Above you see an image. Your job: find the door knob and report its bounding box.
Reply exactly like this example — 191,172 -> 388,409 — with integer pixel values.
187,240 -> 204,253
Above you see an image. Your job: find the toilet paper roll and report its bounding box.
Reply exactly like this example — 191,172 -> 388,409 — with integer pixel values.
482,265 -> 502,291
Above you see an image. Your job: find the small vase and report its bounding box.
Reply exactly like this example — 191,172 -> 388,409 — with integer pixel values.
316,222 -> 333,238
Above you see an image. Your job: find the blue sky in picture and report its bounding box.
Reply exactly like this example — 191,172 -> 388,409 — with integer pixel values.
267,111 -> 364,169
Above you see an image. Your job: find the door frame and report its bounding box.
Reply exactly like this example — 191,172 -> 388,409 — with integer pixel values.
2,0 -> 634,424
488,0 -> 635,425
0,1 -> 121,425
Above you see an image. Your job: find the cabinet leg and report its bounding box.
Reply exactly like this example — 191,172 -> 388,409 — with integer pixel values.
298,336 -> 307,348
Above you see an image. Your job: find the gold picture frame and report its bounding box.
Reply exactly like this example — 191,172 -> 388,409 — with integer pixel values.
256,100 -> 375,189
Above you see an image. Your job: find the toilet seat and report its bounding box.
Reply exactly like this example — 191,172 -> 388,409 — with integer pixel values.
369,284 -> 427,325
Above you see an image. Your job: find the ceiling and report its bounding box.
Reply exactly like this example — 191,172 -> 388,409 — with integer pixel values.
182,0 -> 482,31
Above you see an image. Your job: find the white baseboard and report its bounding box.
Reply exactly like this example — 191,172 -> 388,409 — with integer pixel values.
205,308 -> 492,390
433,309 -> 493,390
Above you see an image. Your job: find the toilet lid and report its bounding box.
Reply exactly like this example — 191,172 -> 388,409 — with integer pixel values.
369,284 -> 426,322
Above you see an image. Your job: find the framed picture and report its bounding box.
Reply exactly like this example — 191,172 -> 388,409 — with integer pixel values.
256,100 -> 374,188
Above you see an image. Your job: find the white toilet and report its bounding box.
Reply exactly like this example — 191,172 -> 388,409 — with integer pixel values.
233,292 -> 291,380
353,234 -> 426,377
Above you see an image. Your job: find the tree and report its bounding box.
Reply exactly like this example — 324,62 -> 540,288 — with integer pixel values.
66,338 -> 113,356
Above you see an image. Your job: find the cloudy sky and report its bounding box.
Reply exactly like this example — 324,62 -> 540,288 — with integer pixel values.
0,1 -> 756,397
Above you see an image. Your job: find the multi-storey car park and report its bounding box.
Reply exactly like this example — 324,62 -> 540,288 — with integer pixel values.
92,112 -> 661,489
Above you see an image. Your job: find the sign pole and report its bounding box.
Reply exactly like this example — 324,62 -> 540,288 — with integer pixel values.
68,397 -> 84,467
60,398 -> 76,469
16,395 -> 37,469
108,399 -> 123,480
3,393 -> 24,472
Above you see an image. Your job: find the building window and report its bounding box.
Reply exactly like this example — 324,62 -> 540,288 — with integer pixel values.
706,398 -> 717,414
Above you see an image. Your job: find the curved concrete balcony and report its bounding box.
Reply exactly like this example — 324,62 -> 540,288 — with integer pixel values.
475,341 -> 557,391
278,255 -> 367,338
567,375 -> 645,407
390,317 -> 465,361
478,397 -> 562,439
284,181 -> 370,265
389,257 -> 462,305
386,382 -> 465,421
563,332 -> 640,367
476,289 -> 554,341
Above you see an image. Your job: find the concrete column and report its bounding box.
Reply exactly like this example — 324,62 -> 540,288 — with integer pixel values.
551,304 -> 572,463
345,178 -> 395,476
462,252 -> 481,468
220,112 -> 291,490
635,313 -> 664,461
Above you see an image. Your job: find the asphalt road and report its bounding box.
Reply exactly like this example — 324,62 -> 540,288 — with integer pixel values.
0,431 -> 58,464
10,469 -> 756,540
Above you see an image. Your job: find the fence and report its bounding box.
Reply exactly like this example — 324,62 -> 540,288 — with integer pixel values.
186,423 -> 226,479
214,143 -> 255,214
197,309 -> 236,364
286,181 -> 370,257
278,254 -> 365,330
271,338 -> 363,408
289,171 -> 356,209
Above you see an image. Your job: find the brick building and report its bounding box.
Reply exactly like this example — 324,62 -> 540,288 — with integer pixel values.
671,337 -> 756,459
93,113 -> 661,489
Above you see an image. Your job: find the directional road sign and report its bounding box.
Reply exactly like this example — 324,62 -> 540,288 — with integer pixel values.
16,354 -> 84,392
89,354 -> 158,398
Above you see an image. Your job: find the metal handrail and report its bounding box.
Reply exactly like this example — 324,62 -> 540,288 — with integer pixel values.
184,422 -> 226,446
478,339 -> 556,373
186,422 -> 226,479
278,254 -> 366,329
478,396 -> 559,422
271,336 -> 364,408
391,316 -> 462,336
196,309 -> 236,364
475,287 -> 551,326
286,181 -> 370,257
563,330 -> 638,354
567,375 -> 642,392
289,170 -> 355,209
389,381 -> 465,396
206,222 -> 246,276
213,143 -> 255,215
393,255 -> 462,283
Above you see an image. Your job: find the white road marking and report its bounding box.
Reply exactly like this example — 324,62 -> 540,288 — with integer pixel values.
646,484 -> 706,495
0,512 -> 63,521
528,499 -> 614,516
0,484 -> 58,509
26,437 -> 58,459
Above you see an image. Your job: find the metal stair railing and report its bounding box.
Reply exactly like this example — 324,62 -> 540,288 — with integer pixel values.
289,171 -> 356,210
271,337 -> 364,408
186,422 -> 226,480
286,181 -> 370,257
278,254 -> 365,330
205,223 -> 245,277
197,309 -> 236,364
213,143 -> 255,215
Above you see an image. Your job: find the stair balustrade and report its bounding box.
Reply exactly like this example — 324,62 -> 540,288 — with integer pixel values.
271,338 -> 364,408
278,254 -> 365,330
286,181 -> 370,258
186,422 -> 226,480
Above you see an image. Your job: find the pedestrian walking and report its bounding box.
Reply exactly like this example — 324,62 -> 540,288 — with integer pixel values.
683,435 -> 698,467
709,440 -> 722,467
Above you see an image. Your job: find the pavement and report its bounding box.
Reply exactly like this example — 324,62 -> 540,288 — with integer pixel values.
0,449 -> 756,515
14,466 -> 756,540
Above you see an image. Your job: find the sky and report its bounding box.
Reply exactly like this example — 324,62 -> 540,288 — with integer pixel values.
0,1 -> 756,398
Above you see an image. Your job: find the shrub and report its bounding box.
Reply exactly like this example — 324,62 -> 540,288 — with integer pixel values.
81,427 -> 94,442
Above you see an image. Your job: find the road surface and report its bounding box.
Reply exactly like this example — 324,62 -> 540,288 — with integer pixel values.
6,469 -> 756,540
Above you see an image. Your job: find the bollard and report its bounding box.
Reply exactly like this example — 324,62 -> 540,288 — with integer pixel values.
§
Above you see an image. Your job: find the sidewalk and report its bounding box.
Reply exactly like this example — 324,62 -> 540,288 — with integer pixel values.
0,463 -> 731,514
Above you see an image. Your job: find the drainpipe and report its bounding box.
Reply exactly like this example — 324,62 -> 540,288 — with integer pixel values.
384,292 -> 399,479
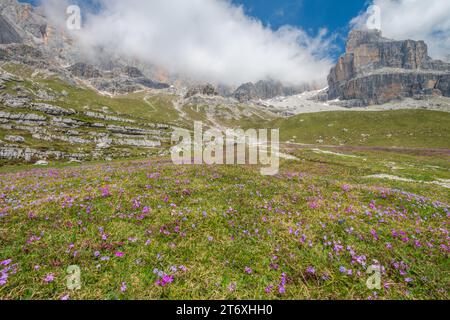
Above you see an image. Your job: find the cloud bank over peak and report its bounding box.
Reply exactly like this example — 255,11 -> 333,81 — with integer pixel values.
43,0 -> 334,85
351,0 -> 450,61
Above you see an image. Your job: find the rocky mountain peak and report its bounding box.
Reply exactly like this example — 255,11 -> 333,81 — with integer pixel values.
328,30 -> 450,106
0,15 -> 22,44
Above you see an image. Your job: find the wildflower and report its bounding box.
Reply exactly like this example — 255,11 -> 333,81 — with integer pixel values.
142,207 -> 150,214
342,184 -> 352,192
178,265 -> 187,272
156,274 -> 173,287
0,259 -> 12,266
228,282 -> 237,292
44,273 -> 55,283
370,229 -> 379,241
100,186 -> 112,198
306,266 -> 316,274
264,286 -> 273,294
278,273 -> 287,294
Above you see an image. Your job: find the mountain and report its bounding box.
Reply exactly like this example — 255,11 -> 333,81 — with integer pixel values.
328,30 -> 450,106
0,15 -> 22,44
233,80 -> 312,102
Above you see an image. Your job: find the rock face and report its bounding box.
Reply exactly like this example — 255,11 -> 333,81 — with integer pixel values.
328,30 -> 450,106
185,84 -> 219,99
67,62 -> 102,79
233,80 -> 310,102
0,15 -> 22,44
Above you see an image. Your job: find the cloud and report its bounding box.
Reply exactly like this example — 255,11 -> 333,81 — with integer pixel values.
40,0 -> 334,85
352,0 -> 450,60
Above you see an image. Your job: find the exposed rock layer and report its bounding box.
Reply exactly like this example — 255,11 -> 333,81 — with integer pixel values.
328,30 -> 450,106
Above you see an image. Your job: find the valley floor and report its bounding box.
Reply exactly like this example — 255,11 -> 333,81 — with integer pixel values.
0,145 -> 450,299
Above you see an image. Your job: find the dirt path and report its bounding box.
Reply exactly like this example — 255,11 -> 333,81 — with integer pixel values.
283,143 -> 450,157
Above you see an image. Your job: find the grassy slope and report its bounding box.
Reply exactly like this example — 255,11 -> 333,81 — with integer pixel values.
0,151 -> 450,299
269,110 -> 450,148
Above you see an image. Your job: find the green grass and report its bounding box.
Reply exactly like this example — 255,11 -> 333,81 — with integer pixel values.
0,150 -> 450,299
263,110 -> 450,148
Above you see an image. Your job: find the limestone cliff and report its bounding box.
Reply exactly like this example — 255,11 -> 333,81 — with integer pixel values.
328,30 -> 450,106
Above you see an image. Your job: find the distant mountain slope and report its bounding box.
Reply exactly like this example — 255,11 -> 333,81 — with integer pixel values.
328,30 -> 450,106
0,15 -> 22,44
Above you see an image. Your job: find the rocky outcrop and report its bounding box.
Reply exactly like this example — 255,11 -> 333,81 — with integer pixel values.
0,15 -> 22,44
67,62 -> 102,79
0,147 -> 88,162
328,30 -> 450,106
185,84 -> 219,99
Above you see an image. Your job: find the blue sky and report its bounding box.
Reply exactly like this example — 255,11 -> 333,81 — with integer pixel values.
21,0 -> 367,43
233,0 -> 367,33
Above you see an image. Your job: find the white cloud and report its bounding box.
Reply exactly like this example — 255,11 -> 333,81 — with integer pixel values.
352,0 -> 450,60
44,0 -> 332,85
§
## To be done:
Reproduce the material word for word, starting at the line that contains "Above you see an image. Your job: find the rocky mountain" and ending at the line that contains "233,80 -> 312,102", with both of those lines included.

## Written solution:
Above you see an image. Your job: find the rocky mountain peak and report its bounding box.
Reply exactly like this example — 255,11 -> 333,81 — with integer pixel values.
328,30 -> 450,106
0,15 -> 22,44
Above you see an image. Your job: find the wildflower and report its bounding box.
Reply exactly like this example — 255,11 -> 333,81 — with integer pixel values.
142,207 -> 150,214
342,184 -> 352,192
178,265 -> 187,272
156,274 -> 173,287
0,259 -> 12,266
228,282 -> 237,292
44,273 -> 55,283
370,229 -> 379,241
100,186 -> 112,198
306,266 -> 316,274
264,286 -> 273,294
278,273 -> 287,294
Above you see an image. Your job: find the mountain and report its bounding box.
Reply exactly like this example — 255,11 -> 333,81 — with integer pixel values.
328,30 -> 450,106
0,15 -> 22,44
233,80 -> 312,102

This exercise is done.